§ Text section

-*-

He will, he predicted, improve “bundles”.

"So I'm delighted he got his move but then I don't want players at Premier League clubs, I want players playing at football clubs, preferably in the Premier League. Suddenly, I've got Didsy [David McGoldrick] and him now [and they are] playing two strikers." Billy Sharp would look to be a likely starter and there is other competition but, remarks McCarthy, "Chris [Wilder] might surprise us all, play 3-4-3 or something, he'll do something, and let's hope that they will all play.

After his move from Bolton, Luca Connell, he feels, might still be a year or so away from regular first-team football with Celtic although he revealed that Damien Duff had phoned as part of the club’s “due diligence”, and that he told the Dubliner, ‘I’d take him all day long, having seen what I’ve seen of him’. “I gave him a ringing endorsement.”

He will, he says, take Troy Parrott’s continued involvement in the first team at Tottenham over the coming weeks as representing something similar from the club’s manager, Mauricio Pochettino, with the 17-year-old, who started the International Champions Cup game against Manchester United on Thursday, certain of at least a call up if he is still featuring at club level on and beyond the first day of the campaign proper.

“If he is playing in the first game of the season,” he said, “if he is starting and playing for Spurs, he’ll have to be a shoo-in for the squad”.

Opportunity

“If he is in the squad with Spurs with a chance of coming on, Mauricio Pochettino has proved to be a great coach, so I’m not going to be daft enough to suggest he isn’t good enough to come and play. But he’s got to be playing really.

-*-

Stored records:
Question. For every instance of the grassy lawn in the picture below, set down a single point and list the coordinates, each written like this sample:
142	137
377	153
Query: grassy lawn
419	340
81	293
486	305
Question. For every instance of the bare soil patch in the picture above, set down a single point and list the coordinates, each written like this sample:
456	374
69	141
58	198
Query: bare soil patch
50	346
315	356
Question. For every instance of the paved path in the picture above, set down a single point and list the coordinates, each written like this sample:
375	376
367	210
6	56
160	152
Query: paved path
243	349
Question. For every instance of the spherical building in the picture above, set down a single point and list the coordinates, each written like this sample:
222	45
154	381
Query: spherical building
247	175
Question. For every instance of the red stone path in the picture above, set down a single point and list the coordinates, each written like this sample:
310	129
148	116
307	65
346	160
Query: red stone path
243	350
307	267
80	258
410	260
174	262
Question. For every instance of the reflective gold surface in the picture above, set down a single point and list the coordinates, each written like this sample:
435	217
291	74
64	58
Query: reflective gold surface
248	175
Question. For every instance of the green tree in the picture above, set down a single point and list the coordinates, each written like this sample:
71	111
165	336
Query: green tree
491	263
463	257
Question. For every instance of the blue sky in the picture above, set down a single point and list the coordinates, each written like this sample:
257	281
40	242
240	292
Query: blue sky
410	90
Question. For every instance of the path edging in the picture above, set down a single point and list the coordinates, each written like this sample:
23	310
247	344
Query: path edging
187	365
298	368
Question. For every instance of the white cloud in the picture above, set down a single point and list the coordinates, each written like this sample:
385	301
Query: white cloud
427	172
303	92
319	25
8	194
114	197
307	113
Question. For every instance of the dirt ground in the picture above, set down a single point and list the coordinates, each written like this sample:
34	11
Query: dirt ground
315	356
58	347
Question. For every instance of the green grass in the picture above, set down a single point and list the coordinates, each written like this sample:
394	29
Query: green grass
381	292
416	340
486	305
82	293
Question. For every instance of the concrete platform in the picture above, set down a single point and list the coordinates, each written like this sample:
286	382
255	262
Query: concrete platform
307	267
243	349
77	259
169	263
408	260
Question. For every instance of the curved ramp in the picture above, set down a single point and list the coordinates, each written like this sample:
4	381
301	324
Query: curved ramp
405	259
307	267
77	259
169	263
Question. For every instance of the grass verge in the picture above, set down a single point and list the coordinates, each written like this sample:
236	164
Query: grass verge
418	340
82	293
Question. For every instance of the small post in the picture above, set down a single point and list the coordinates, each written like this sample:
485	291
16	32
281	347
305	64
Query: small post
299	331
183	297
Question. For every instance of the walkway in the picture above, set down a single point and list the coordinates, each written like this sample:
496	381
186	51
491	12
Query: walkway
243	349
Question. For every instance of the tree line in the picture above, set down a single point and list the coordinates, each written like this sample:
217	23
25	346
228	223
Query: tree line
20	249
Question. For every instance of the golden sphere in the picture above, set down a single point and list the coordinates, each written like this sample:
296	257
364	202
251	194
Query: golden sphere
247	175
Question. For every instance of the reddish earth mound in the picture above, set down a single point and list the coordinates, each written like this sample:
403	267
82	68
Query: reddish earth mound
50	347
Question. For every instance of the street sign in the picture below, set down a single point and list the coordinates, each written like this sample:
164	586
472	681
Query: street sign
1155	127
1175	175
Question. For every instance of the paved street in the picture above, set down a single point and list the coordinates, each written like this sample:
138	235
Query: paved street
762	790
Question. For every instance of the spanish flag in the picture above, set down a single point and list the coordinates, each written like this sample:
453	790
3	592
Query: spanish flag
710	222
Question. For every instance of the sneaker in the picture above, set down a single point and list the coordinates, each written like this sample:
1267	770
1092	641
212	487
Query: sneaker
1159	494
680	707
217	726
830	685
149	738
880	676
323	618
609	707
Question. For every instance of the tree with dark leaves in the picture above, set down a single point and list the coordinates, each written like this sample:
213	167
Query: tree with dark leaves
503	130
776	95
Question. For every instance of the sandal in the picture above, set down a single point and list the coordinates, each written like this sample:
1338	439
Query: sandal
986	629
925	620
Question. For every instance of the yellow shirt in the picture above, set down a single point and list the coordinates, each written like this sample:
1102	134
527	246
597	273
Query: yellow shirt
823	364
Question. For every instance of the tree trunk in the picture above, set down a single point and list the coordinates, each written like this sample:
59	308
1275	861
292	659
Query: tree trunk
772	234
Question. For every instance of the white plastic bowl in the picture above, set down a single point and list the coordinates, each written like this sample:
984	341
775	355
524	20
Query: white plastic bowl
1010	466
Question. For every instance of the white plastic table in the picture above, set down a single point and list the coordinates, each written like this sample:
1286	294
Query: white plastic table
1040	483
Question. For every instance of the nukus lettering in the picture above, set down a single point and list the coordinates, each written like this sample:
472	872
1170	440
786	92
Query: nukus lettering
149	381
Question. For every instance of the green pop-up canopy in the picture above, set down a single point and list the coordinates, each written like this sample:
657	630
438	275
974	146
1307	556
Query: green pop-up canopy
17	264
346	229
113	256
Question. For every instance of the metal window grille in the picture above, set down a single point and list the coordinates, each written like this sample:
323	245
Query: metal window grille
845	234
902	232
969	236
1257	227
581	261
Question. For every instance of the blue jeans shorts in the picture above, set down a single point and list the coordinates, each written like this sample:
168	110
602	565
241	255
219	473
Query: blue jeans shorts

-*-

§ Instructions
1: Can you rewrite the stored records from the line with "Question. For every instance of the metal" through the end of the records, keeping every line and its request, but multiplying each coordinate in the answers by 2.6 and rounding to whole numbers with halves rounded up? The format sample numbers stay unchanged.
2: How would the football text continue after its last sentence?
These records are unrelated to the football text.

§ Response list
1:
Question. For every instance of the metal window grille in the picture above, set down a single point and list the coordinates, each written like this sample:
323	245
Query: metal window grille
2197	608
2345	603
2519	614
3268	590
1511	679
Question. For every instance of the blue jeans shorts in the picture above, set down a single point and list the coordinates, each written like this sample:
168	110
602	565
241	255
219	473
Query: blue jeans shorts

2:
“I’ve never been that bothered [about age] if they are good enough. Robbie played at an early age, I remember playing all those players when they were young, but I did have a lot more leeway back then.

“I’ve got no leeway now with the Switzerland game. We need to get points on the board. I need to see who is fit and who is playing.”

Asked if perhaps the friendly that follows a few days later in September against Bulgaria might provide a more obvious opportunity to see how the youngster might cope on the senior international stage, McCarthy made it clear that that game, useful as it might somehow prove for the side’s longer-term development, is some way down his agenda.

"A friendly is a friendly," he said. "I have some ideas on that but my concern is Switzerland but if Troy Parrott is in and around the [Spurs] first team he has every chance of being involved in that, for sure. If he is playing in the Tottenham team I'll use him for the first-team squad."